Your instructions: Please render the entries as a Markdown table with the columns "No." and "Entry line", giving a running row number and the line's text in each row. Begin at the line that has "of the brown", include it, and stop after the final line of the entries, leaving out blank lines.

Data excerpts:
□ □ □ □ □ □ □
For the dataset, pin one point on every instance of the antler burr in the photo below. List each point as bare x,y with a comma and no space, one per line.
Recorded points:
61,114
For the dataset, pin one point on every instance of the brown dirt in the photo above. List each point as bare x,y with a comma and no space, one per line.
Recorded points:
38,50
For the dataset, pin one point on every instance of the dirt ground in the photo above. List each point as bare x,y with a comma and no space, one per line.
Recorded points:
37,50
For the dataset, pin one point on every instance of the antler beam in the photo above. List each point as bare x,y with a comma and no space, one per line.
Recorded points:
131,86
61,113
□ □ □ □ □ □ □
Answer:
| No. | Entry line |
|---|---|
| 1 | For the dataset, pin one point on every instance of the brown dirt in the photo above. List each point as bare x,y with a comma and no space, one per line. |
| 2 | Recorded points: |
| 3 | 38,50 |
| 4 | For the dataset, pin one point on every instance of the dirt ground in the photo above. List each point as bare x,y with a comma and no space, one per line. |
| 5 | Recorded points: |
| 6 | 37,50 |
| 7 | For the dataset, pin one point on every instance of the antler beam in the photo above. List each point as bare x,y with a comma and no space, one per line. |
| 8 | Recorded points: |
| 9 | 131,86 |
| 10 | 61,113 |